_Problems to work on:_
[1] Please rewrite the project description from "The envisaged detailed" to "and cost-consuming processes.", substituting "tandem" for "cascade".
[2] According to the project description, what kind of compounds is the research meant to produce in large libraries?

_Selected text:_
----

The stereoselective synthesis of chiral heterocyclic building blocks and optically pure complex molecular structures has been one of the major challenges for synthetic organic chemists. In this framework, asymmetric organocatalysis has emerged as a reliable and efficient approach to this aim. Additionally, among the extensive realm of organocatalytic methodologies, multicomponent reactions, sequential catalysis, domino/cascade, and one-pot reactions represent undoubtedly a breakthrough in the total synthesis of enantioenriched molecules. Key features are certainly the increased atom- and step-economy of these practical and efficient procedures, which dramatically decrease the cost and environmental impact of the syntheses, reducing the purification and isolation steps of the various intermediates. This project will focus on this interesting and challenging topic, with the aim to enlarge the scope of complex heterocyclic molecular architectures, which could be obtained in a practically simple and affordable way. In fact, the concept of sustainable chemistry and low environmental impact is of outmost importance nowadays. Considering the high importance of oxindoles and their derivatives as biologically relevant compounds, the target of this research project is to prepare large libraries of highly functionalized spiro-polycyclic oxindoles.
The envisaged detailed study on the reactivity of each employed substrate and the fine-tuning of these reactivities to direct the mechanistic pathway as needed by changing also the experimental conditions, either one-pot or domino, could not only widen the knowledge on these cascade organocatalytic reaction sequences, but could also yield to a large variety of structurally different and potentially bioactive chiral oxindole derivatives with multiple adjacent stereocenters. Simultaneously, with this project we aim at increasing the potential applications of asymmetric organocatalysis to a more industrially attractive synthetic organic chemistry, since constant efforts are addressed to the search of innovative procedures to obviate unnecessary time-, energy-, atom- and cost-consuming processes.
The results of this project could also potentially be applied to long-term future research opportunities, focusing on exciting new approaches in asymmetric organocatalysis such as flow organocatalysis, extremely hot topic in the field of asymmetric synthesis and sustainable chemistry. In fact, the combination of this approach to multi-step multicomponent reactions could result in a plethora of applications in both industrial and pharmaceutical chemistry. Additionally, the various libraries of enantioenriched chiral oxindoles could potentially be tested in the future for their biological activity and open up new exciting collaborations within multidisciplinary projects in the field of agro- and pharmaceutical chemistry.

----

_Record extracts:_
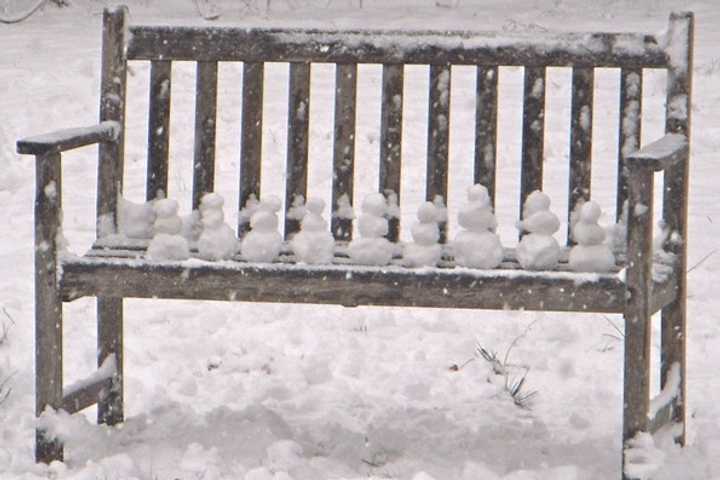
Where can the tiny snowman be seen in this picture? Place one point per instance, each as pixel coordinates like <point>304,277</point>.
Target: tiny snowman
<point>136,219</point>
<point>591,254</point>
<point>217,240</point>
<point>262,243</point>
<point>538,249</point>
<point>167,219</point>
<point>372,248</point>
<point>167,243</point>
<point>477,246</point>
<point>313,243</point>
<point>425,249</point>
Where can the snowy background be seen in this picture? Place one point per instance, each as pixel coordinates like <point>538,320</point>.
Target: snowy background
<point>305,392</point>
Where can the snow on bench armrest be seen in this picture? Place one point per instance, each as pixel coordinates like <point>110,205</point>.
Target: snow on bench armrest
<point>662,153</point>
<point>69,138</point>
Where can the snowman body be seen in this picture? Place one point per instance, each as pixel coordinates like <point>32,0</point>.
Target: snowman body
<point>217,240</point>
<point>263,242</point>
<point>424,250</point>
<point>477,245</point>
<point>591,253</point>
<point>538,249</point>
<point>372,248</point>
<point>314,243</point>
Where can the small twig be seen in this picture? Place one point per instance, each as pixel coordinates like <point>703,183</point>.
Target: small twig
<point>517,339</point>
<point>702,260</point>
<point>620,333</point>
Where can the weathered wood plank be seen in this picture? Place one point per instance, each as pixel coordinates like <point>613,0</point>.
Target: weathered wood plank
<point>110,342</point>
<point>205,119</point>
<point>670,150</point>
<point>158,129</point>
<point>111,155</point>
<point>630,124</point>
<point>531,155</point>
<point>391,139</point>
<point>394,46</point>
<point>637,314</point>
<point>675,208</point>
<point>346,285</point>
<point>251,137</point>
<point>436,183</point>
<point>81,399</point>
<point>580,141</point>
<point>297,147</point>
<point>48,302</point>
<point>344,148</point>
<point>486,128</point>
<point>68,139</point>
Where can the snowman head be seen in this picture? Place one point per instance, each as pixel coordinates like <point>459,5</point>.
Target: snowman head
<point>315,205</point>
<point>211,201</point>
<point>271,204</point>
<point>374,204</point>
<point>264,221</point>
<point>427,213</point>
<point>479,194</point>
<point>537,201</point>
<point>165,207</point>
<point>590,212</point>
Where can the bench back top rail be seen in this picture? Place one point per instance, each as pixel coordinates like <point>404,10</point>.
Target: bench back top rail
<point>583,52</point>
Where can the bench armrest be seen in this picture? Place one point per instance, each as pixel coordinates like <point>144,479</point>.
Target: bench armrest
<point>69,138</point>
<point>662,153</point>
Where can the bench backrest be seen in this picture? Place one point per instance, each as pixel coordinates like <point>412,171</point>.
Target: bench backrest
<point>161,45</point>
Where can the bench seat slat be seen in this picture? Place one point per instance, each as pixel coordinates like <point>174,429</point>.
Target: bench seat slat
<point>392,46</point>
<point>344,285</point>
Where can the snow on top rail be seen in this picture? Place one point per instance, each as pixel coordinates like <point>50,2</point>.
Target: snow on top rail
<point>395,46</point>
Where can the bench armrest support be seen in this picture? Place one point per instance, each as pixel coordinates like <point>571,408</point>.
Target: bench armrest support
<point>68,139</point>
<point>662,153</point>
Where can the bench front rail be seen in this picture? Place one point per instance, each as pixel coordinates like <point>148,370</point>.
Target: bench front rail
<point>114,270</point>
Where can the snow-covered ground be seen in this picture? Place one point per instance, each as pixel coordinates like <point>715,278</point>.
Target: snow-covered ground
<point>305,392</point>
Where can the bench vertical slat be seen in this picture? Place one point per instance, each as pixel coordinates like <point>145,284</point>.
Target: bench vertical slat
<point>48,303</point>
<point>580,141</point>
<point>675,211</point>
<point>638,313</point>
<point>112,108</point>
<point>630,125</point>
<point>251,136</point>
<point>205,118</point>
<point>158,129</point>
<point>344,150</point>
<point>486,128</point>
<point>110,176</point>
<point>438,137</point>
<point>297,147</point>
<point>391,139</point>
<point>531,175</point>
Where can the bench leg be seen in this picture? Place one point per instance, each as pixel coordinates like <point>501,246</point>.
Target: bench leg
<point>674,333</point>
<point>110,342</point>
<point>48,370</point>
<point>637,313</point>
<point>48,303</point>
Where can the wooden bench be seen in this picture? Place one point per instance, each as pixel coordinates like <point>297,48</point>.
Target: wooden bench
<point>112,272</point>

----

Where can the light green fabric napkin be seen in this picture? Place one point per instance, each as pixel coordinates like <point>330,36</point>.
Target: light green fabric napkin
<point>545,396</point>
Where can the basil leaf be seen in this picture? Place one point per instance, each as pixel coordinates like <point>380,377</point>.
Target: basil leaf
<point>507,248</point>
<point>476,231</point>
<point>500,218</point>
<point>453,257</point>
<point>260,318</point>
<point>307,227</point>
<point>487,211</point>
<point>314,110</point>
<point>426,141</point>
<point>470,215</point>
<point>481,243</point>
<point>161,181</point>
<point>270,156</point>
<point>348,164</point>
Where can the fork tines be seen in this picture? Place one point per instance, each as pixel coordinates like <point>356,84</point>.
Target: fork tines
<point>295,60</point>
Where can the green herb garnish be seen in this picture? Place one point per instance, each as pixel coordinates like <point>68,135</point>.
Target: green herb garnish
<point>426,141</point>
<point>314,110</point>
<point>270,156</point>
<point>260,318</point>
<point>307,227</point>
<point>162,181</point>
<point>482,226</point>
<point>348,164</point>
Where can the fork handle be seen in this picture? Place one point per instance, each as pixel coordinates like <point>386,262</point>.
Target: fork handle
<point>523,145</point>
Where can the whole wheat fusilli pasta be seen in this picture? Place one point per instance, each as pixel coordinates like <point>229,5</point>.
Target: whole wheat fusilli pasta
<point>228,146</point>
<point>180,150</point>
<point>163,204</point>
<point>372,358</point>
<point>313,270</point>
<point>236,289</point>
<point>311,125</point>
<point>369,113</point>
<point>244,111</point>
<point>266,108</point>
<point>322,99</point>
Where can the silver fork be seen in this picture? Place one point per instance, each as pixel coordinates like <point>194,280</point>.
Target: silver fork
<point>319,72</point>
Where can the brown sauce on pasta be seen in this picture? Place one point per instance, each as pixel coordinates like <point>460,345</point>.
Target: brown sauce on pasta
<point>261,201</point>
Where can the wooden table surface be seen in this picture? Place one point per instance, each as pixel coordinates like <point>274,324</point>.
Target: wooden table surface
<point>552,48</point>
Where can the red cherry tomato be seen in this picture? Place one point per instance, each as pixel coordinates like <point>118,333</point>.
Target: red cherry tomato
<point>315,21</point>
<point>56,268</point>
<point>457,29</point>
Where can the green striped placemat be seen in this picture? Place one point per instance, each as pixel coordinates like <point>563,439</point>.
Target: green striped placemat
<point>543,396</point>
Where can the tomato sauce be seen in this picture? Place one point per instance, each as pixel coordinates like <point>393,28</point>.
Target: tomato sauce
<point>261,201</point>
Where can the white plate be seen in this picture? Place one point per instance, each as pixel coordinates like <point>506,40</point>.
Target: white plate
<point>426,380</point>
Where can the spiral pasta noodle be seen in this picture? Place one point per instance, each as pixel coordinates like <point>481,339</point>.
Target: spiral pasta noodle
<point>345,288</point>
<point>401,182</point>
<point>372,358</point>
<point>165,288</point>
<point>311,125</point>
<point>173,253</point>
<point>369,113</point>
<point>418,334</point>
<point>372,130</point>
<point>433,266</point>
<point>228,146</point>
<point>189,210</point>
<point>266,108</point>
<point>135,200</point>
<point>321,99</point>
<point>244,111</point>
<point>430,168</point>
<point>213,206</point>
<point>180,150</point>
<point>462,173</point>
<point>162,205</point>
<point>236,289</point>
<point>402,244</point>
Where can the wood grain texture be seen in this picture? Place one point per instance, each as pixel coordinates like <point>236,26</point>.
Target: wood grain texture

----

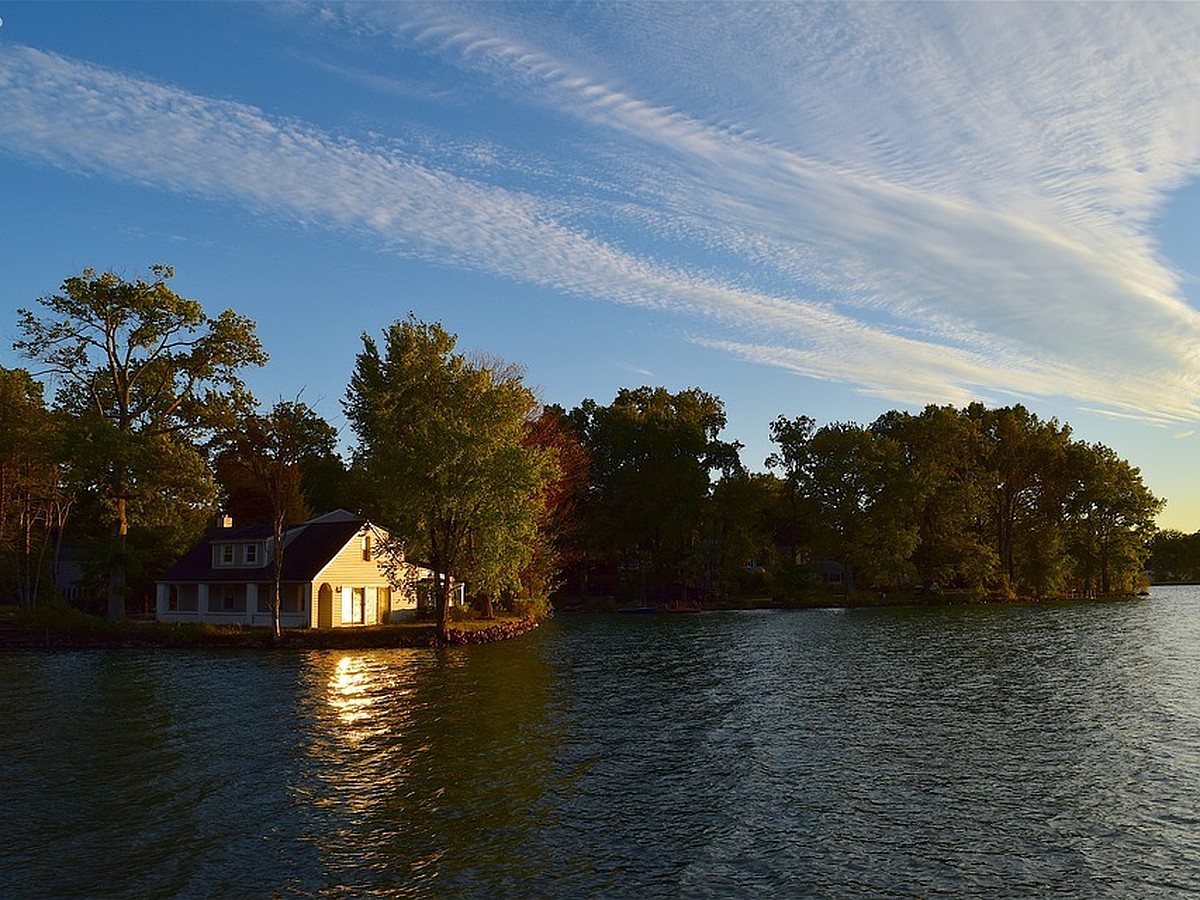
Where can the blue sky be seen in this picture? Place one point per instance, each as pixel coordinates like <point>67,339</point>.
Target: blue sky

----

_Exercise results:_
[1]
The envisaged detailed study on the reactivity of each employed substrate and the fine-tuning of these reactivities to direct the mechanistic pathway as needed by changing also the experimental conditions, either one-pot or domino, could not only widen the knowledge on these tandem organocatalytic reaction sequences, but could also yield to a large variety of structurally different and potentially bioactive chiral oxindole derivatives with multiple adjacent stereocenters. Simultaneously, with this project we aim at increasing the potential applications of asymmetric organocatalysis to a more industrially attractive synthetic organic chemistry, since constant efforts are addressed to the search of innovative procedures to obviate unnecessary time-, energy-, atom- and cost-consuming processes.

[2] Highly functionalized spiro-polycyclic oxindoles.